#### EXCERPT

MUMBAI – Indian billionaire Cyrus Poonawalla, founder of the worlds biggest maker of vaccines, will slash the price of polio immunization and introduce shots for diarrhea and pneumonia, undercutting Pfizer and GlaxoSmithKline.
Poonawalla, who set up the Serum Institute of India in 1966, will use last years acquisition of a Dutch vaccine business to add the injectable form of polio inoculation to the oral drops the Pune-based company supplies to organizations such as the United Nations Childrens Fund, he said. The closely held group also plans to sell a low-cost pneumococcal shot to compete with Pfizers $4 billion Prevnar pneumonia vaccine by 2016.
The plan by Serum Institute, which says it supplies vaccines used to immunize two out of three children worldwide, will revolutionize efforts to eradicate polio that affects nerves and results in paralysis, said Bruce Aylward, assistant director-general at the World Health Organization.
The Bill & Melinda Gates Foundation, a key funder of the effort to exterminate the malady, has backed the proposal as oral drops, made of live virus, carry the risk of infection.
On May 30, Mr. Gates came over for a private dinner at my house and asked that Serum Institute remain family-owned, Poonawalla, 71, who also rears thoroughbred racehorses, said in an interview at the companys headquarters.
The obvious reason was that, as soon as we sell the company, big pharma would immediately double the price of vaccines.
Poonawalla, who started Serum Institute by raising $12,000 selling horses, has his own expansion plan. He bought Bilthoven Biologicals six months ago to gain technology, expertise and manufacturing facilities in the Netherlands.

#### INFORMATION GIVEN
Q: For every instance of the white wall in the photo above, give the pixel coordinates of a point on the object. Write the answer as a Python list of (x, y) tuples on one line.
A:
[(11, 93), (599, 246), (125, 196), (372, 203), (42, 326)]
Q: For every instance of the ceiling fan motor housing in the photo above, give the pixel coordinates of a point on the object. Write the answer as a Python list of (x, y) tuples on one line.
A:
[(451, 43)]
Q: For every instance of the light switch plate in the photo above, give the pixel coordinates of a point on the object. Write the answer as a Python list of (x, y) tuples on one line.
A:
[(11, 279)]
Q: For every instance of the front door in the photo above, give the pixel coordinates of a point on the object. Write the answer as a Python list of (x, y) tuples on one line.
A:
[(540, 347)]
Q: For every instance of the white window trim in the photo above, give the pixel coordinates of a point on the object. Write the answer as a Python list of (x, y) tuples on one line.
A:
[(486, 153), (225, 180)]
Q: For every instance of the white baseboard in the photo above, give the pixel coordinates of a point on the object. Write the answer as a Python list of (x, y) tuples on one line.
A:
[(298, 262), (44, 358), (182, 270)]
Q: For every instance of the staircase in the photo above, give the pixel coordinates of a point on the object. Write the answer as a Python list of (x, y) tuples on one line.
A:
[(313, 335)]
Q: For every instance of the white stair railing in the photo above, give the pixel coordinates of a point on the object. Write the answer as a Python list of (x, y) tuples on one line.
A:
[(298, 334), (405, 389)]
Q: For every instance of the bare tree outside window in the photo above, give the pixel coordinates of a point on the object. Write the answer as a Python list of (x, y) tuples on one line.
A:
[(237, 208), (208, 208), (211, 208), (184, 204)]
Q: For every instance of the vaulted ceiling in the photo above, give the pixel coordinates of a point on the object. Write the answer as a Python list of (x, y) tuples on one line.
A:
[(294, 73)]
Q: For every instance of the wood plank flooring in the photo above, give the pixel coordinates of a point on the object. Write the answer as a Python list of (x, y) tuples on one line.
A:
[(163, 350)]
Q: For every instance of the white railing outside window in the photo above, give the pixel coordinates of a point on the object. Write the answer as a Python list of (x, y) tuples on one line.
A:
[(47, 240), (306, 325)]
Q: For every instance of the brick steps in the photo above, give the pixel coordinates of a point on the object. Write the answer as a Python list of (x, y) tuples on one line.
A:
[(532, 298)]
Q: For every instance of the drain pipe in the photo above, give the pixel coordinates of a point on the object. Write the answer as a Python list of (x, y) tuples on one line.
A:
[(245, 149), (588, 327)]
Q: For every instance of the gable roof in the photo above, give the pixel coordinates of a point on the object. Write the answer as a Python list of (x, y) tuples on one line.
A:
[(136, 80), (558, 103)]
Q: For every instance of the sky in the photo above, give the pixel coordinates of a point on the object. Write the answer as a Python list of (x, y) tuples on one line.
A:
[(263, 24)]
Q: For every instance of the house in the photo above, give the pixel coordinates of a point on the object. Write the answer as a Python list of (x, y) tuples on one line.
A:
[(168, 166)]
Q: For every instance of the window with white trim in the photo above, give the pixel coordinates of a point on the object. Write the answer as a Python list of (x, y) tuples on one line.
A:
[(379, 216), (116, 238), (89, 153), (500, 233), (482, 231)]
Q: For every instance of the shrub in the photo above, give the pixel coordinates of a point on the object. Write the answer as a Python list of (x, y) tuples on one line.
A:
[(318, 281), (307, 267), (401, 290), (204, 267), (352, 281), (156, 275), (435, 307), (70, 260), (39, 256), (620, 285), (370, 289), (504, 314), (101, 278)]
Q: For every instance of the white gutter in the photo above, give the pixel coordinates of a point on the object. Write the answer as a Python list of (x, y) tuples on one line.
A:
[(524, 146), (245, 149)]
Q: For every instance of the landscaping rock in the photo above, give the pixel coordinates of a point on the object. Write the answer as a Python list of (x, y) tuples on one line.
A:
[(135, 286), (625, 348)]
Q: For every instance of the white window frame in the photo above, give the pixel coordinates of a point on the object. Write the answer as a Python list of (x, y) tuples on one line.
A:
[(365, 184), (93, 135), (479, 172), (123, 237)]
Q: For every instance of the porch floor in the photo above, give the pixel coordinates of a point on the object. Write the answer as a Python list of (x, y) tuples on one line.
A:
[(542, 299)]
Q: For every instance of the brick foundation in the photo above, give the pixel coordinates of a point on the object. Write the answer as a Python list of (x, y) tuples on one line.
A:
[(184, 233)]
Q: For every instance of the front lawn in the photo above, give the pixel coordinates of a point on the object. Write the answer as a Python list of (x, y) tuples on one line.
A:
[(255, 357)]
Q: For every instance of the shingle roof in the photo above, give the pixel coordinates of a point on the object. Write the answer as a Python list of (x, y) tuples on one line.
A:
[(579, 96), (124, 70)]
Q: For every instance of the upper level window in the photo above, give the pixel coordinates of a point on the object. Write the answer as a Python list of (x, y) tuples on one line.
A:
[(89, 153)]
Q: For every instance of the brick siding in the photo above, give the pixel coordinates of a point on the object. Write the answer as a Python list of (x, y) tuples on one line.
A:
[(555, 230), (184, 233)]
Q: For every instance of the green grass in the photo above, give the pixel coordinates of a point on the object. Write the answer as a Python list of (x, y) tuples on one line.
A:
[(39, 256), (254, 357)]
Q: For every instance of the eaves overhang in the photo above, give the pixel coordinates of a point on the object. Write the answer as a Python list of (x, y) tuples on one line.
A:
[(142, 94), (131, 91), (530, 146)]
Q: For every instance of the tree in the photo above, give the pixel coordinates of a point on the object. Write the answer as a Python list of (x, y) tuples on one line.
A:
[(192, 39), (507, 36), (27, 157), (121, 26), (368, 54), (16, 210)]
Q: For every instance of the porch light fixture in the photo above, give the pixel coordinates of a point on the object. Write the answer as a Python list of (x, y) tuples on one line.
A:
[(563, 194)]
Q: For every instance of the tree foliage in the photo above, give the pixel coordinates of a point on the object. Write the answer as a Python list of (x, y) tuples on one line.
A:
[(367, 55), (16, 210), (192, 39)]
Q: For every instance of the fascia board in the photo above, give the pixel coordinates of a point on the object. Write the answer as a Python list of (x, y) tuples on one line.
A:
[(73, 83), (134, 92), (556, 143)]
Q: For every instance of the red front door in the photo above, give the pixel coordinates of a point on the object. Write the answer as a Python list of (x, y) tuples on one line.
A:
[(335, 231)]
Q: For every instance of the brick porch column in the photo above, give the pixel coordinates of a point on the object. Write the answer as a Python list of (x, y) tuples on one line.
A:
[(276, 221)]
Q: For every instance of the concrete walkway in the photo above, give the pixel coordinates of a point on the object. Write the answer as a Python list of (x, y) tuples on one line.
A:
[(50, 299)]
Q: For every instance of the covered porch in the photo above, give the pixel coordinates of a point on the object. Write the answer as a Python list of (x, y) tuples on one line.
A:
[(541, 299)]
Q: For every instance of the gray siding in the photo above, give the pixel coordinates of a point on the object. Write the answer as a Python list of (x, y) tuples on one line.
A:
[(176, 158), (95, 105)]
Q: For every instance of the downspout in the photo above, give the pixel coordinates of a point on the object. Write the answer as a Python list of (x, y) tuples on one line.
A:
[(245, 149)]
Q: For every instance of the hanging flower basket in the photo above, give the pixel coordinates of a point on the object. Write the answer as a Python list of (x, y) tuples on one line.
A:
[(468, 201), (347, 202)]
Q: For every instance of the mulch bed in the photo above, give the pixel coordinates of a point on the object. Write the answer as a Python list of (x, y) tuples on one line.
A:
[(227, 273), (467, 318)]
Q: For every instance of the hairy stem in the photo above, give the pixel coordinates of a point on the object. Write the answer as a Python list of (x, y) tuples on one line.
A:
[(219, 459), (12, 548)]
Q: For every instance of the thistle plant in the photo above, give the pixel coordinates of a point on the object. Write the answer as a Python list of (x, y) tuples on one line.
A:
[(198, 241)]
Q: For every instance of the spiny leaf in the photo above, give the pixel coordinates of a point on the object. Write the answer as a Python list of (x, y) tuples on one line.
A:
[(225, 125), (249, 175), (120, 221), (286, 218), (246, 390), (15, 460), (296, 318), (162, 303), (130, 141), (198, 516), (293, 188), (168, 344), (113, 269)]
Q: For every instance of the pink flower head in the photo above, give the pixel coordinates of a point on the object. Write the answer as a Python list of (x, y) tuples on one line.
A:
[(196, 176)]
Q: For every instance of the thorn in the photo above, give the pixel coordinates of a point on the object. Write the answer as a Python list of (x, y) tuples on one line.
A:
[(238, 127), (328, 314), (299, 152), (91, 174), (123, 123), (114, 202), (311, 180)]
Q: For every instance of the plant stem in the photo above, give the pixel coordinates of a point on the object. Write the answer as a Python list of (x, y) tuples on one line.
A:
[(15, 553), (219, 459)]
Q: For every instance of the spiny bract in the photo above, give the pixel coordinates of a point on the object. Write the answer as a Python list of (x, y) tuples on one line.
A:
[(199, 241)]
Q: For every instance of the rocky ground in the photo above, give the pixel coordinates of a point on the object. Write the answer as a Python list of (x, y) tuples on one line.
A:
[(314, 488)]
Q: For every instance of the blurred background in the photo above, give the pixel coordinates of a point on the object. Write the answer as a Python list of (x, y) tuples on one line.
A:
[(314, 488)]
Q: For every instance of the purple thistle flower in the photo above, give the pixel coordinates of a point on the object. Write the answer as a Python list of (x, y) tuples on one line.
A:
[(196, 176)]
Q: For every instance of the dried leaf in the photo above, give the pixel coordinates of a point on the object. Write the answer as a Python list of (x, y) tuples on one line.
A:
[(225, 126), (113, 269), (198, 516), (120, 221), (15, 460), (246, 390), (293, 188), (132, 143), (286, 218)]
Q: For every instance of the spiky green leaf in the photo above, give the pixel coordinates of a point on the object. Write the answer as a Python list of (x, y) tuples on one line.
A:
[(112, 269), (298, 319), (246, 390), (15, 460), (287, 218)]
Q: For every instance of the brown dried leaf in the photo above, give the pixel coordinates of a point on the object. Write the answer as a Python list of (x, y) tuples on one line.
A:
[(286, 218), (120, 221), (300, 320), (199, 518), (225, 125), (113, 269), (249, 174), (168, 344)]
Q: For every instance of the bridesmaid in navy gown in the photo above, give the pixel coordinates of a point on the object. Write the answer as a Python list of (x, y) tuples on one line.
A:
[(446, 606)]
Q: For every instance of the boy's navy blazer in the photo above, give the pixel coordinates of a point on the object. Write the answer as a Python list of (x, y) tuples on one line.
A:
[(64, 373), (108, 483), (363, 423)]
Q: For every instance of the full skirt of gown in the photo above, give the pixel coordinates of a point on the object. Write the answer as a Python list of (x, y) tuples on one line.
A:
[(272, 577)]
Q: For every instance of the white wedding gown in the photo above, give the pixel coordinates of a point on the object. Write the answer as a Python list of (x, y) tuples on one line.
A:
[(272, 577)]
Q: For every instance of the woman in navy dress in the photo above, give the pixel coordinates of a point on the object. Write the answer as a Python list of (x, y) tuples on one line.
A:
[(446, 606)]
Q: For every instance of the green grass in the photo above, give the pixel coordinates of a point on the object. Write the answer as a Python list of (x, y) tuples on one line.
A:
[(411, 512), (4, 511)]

#### EXERCISES
- 1) According to the Serum Institute article, in what year did Poonawalla set up the Serum Institute of India?
- 2) List every disease named in the Serum Institute article.

#### PER-TASK ANSWERS
- 1) 1966

- 2) Polio, diarrhea, pneumonia